··· SUPPLIED ENTRIES ···

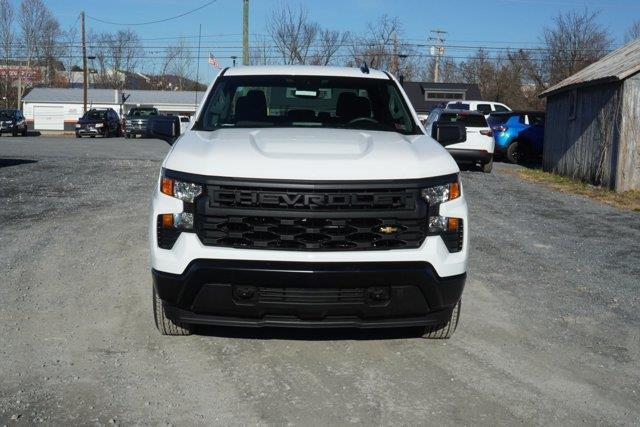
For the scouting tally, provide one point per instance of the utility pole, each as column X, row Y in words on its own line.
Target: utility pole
column 84, row 66
column 437, row 50
column 394, row 56
column 198, row 66
column 245, row 32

···

◆ **WORK ITEM**
Could you repeat every record exactly as written, with the pictures left out?

◆ **ANSWER BELOW**
For the scouting tally, provide one point per instance of the utility pole, each as column X, row Y in words on its own line.
Target: utility pole
column 84, row 66
column 437, row 50
column 394, row 56
column 198, row 66
column 245, row 32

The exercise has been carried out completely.